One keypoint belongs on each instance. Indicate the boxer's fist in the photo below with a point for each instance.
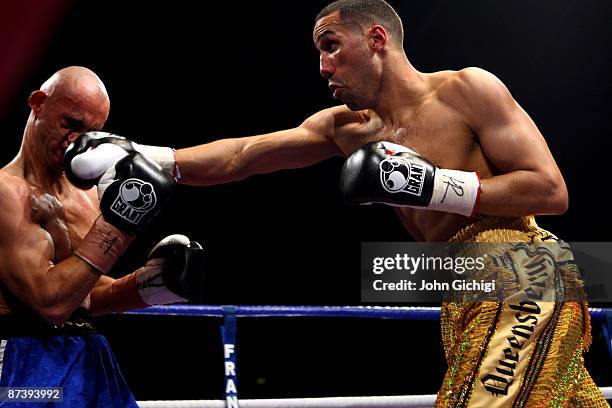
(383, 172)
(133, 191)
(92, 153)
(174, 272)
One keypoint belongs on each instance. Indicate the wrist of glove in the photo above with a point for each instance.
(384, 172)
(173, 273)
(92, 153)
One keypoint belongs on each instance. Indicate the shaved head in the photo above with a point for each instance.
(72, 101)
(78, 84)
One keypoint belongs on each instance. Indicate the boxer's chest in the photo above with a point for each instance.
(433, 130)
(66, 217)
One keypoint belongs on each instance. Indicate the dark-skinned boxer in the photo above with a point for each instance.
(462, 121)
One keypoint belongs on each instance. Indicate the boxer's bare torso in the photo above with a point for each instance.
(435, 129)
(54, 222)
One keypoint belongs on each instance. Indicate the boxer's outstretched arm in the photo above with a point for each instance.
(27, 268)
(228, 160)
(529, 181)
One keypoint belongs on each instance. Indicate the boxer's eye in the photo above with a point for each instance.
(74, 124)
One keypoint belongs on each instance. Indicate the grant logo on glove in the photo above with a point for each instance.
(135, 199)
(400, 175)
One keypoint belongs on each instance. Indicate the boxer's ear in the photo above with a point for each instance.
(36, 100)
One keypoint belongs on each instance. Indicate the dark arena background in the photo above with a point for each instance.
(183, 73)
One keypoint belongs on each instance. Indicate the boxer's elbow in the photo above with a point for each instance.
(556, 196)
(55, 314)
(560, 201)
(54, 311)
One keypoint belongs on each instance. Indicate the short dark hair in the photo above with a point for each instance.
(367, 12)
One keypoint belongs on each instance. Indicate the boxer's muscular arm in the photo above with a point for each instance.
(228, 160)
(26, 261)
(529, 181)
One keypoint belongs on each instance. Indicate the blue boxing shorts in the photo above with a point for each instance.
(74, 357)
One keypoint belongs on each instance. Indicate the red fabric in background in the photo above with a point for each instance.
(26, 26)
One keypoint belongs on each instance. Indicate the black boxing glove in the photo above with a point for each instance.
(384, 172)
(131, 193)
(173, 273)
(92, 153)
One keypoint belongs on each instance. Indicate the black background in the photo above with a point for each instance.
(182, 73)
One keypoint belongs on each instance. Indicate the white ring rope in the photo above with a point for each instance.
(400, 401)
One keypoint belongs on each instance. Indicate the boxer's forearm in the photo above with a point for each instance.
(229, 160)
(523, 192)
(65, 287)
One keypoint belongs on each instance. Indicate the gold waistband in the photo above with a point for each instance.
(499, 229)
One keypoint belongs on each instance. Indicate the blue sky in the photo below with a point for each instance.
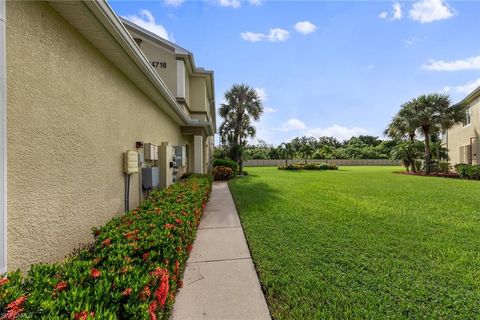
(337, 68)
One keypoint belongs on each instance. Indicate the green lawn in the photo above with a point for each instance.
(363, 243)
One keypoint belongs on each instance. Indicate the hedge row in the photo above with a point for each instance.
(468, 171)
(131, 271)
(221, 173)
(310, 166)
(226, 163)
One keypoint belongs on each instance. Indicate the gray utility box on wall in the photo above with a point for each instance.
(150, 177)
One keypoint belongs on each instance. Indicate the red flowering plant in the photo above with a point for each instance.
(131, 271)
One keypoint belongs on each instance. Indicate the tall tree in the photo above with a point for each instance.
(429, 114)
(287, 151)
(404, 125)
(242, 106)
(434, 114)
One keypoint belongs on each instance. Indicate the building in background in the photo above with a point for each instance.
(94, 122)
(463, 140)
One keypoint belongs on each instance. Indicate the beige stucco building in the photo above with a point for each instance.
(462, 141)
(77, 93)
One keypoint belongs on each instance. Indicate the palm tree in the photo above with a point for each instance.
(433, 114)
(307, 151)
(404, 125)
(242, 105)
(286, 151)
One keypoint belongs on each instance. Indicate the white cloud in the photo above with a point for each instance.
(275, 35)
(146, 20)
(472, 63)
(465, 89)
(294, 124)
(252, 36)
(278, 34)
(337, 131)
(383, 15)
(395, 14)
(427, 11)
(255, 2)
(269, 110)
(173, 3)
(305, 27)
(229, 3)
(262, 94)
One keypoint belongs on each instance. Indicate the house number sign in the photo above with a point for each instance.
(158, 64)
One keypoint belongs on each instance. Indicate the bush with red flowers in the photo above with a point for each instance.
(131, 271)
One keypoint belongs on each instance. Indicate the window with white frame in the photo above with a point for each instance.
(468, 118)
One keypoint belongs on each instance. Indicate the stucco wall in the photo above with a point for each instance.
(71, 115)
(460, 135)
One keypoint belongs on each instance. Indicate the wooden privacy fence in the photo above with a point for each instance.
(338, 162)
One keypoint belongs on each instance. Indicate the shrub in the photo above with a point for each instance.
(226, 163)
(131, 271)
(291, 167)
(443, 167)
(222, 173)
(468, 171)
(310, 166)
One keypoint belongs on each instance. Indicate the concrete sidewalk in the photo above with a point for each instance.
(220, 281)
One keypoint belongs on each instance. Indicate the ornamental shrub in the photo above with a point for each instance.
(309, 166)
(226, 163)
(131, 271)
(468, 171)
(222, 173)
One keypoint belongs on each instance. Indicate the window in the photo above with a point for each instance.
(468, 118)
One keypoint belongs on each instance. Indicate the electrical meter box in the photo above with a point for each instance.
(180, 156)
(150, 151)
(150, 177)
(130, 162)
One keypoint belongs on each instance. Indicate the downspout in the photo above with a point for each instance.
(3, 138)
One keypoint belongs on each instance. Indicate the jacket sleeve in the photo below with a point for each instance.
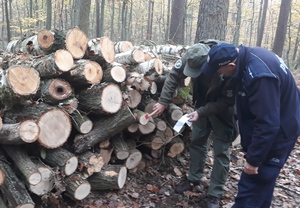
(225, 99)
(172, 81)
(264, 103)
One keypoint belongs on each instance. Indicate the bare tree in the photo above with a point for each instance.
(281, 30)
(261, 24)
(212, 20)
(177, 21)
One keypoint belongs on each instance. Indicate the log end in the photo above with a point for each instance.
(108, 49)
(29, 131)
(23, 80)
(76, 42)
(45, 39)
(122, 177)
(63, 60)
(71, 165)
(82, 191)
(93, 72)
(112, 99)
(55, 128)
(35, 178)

▶ [Exercise requirements]:
Copy the entries word for word, from the line containing "One keypoint belongs on each instance. Indicate the ornamental" through the final line of the entries. Leave out the pictures.

▶ [Expected answer]:
One keypoint belongs on each instance. Indicate the ornamental shrub in the photo above with a point for each instance.
(309, 166)
(226, 163)
(131, 271)
(468, 171)
(222, 173)
One keypoint belongs on each instance. Indicate the window in the photo above with a point for each instance.
(468, 118)
One keypoint belongs on each instance. Indicate the electrical meter box in the photo above with a point for each instance.
(180, 156)
(150, 151)
(150, 177)
(130, 162)
One keypoint belongs on each instance. Indicate the downspout in the photo above with a point for each instance.
(3, 138)
One keypoint belongs on each instance. Indicate the jacket sleeve in the photo below with a point for each instance.
(225, 99)
(172, 81)
(264, 103)
One keypoint belongs on each instance. Indicate the bare tree in the photo above with a point for each instance.
(281, 30)
(261, 24)
(212, 20)
(177, 21)
One keypoint belongs on each instance. Indicate the log end in the photo above with a point for each instance.
(108, 49)
(29, 131)
(23, 80)
(76, 42)
(45, 39)
(122, 177)
(63, 60)
(71, 165)
(82, 191)
(93, 72)
(112, 99)
(55, 128)
(35, 178)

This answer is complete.